##### INPUT RECORDS #####

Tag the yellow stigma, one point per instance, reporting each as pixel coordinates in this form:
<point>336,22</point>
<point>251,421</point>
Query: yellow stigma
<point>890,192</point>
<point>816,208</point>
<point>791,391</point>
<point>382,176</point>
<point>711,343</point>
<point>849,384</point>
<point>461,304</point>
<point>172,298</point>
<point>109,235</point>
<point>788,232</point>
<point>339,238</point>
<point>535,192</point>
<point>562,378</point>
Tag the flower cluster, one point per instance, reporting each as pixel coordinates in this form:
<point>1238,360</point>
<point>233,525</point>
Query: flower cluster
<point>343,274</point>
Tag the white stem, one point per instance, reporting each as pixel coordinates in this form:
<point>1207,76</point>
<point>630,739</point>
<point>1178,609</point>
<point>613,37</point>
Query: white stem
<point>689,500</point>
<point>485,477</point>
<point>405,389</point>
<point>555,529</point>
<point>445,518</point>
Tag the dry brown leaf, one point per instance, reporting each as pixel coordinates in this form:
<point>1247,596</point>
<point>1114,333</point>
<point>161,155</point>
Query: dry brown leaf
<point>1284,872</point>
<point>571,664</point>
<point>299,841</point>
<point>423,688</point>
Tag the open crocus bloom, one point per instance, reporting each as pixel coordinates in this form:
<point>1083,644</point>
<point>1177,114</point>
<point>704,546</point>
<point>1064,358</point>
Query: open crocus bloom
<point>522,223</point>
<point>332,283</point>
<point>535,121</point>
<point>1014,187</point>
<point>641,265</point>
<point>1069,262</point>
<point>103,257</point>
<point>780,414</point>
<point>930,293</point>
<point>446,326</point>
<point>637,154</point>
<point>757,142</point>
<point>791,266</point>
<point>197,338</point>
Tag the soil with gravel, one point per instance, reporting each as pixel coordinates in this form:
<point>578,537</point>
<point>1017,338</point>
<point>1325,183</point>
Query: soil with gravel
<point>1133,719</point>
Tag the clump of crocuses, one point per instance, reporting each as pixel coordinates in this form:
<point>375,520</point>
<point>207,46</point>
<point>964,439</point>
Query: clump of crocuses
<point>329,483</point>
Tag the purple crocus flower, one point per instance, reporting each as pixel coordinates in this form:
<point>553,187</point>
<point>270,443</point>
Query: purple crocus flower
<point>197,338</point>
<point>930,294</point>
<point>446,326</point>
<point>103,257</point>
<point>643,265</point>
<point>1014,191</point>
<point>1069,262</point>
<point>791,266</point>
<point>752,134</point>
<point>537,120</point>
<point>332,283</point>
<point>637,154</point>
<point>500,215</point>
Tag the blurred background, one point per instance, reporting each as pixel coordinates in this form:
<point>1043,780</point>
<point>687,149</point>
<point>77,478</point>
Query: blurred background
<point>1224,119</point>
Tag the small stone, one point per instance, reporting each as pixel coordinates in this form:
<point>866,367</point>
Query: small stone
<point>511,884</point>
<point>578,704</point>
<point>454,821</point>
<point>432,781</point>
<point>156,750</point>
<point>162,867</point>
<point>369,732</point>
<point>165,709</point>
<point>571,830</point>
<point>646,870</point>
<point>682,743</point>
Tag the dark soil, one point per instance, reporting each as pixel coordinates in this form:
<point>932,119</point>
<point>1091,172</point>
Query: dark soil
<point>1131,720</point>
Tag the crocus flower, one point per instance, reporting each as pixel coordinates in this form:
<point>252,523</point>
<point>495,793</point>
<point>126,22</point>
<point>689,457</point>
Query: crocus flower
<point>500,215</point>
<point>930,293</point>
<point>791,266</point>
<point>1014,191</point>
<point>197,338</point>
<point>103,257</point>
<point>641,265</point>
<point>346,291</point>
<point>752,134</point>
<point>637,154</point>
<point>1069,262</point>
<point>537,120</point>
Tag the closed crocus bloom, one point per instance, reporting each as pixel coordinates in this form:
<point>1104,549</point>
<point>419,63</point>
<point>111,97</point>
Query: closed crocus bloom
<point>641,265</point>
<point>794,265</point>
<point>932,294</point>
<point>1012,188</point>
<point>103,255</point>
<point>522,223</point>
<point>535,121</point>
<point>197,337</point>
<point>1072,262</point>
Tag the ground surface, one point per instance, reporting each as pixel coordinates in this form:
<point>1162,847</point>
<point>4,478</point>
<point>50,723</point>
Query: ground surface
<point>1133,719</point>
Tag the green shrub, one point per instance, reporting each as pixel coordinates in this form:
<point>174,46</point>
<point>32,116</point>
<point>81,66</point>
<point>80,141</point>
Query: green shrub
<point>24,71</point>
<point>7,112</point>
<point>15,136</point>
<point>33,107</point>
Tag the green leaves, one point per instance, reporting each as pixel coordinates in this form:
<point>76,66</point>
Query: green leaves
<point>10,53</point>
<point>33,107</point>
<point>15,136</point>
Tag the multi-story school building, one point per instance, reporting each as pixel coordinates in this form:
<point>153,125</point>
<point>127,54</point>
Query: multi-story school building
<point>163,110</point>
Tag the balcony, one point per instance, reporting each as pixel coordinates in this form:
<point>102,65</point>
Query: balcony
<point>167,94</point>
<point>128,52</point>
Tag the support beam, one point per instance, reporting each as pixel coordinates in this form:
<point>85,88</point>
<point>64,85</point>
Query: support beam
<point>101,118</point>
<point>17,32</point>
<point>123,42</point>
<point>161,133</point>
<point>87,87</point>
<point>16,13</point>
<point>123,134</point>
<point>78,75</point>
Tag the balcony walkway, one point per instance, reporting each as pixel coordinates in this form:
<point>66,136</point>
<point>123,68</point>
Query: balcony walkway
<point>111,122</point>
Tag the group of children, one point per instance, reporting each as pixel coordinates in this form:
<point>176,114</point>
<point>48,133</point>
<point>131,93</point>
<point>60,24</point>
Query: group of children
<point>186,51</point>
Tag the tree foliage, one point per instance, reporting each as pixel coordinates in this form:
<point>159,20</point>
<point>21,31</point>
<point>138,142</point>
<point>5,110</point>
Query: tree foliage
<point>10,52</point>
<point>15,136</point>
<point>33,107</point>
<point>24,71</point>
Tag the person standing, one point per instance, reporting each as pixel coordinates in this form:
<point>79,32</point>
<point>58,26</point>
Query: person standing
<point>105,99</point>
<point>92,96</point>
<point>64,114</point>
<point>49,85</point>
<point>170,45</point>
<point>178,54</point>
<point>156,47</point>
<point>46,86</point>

#####
##### INPUT RECORDS #####

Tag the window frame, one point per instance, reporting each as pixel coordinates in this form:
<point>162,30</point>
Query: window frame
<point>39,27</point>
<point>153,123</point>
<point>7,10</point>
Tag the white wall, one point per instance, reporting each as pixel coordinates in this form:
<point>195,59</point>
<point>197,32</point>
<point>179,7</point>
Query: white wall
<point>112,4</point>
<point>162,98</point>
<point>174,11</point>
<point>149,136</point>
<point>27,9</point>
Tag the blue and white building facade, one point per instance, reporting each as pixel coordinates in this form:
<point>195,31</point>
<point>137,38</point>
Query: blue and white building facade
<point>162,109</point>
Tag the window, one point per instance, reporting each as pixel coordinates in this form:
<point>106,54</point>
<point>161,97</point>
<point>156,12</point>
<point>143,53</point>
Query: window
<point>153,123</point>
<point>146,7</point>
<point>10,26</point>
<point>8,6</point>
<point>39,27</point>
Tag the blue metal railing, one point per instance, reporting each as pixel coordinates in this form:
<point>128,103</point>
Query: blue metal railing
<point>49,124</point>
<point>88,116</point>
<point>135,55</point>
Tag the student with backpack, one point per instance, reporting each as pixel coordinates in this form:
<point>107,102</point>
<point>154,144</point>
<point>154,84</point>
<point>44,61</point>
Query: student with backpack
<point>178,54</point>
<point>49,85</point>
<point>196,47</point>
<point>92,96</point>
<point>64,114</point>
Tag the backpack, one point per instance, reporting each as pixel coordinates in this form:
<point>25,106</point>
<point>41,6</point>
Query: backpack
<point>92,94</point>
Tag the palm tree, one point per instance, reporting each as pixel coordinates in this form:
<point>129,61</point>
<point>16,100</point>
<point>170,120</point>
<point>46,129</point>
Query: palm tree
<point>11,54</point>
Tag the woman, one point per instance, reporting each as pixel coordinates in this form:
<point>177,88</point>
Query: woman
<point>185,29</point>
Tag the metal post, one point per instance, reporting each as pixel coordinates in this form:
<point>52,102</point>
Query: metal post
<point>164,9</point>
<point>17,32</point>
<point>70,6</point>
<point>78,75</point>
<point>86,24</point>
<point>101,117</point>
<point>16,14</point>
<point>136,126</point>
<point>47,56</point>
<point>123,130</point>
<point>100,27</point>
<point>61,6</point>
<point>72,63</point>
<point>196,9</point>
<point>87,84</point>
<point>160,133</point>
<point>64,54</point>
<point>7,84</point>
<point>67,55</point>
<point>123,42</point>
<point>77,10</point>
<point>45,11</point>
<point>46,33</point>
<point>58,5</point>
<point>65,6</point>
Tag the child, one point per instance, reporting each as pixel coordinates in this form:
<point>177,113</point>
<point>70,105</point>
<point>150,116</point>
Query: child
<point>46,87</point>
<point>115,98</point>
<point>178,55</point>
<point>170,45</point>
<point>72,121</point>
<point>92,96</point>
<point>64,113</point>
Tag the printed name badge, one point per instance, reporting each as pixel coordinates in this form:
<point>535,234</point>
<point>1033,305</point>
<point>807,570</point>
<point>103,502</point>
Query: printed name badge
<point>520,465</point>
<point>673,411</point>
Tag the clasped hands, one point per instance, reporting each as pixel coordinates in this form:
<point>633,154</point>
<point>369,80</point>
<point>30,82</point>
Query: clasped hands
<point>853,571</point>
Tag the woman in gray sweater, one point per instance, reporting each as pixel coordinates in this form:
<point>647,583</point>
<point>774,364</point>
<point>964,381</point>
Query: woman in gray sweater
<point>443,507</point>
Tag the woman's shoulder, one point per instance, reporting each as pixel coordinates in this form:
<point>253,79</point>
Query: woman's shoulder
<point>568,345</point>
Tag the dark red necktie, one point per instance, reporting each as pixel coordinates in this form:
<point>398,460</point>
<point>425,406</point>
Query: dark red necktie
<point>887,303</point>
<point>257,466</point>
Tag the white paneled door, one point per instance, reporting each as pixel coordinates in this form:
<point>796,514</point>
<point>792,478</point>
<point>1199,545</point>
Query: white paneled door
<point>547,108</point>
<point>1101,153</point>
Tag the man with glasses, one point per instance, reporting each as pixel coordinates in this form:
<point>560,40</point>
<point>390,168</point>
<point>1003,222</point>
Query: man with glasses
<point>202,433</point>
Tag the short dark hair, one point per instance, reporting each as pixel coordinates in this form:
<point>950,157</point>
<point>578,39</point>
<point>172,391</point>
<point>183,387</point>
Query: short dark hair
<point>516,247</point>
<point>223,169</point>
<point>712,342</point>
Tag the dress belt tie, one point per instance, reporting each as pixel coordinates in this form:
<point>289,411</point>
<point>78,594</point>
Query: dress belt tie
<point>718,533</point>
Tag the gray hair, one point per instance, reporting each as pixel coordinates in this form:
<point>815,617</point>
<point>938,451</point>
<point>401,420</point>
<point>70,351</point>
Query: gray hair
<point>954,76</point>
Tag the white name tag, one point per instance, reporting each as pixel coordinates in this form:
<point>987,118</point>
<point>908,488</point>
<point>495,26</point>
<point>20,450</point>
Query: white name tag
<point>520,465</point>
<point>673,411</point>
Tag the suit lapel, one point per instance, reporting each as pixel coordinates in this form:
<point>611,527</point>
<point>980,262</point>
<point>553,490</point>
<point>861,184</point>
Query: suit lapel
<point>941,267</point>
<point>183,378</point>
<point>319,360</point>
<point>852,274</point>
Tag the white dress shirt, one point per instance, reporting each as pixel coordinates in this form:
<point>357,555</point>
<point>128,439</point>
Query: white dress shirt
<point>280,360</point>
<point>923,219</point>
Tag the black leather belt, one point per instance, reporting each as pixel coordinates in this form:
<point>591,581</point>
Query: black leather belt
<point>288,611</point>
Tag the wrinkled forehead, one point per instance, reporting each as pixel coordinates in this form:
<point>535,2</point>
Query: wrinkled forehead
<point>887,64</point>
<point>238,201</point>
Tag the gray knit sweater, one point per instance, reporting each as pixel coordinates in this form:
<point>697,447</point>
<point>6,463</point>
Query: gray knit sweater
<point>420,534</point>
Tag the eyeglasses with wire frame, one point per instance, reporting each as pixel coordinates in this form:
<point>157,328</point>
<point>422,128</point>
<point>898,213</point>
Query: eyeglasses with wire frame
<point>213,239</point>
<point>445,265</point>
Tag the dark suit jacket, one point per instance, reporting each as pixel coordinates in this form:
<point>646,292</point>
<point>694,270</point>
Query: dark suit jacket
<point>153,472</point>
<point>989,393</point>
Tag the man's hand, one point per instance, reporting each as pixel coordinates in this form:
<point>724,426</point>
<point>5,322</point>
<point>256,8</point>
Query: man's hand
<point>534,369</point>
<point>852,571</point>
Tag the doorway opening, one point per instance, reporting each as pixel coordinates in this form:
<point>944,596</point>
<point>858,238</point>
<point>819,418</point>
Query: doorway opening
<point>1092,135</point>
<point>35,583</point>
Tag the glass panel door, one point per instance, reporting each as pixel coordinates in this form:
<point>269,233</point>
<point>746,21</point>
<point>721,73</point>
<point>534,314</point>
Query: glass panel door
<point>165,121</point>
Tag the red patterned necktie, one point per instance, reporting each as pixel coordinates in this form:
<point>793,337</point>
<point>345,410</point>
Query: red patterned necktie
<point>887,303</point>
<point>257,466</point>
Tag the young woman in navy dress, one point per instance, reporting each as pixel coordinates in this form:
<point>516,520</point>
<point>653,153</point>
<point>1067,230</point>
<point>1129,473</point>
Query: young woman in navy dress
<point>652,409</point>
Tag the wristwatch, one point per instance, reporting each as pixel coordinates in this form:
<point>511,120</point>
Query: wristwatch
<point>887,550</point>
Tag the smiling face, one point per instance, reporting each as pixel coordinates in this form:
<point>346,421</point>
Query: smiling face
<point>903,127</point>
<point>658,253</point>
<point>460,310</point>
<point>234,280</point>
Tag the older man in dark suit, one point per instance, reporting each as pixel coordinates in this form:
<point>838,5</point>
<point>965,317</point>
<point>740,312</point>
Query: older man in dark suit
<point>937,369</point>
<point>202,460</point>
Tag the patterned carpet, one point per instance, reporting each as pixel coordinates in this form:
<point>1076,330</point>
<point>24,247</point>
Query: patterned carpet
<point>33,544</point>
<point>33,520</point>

#####

- **TRY IT**
Of all the entries above, repeat only the lines from the line that has "Tag the palm" to the line that has "<point>52,102</point>", both lines included, exactly.

- **REPLY TO THE EXERCISE**
Tag the palm tree, one point per instance, reporting each as pixel coordinates in this form:
<point>129,61</point>
<point>16,100</point>
<point>170,120</point>
<point>46,129</point>
Query: palm tree
<point>11,54</point>
Tag the woman, one point per instance, reporting each as pixel coordinates in this form:
<point>177,88</point>
Query: woman
<point>185,29</point>
Tag the metal post, one point per instance, reporting each as pixel coordinates in this form:
<point>52,102</point>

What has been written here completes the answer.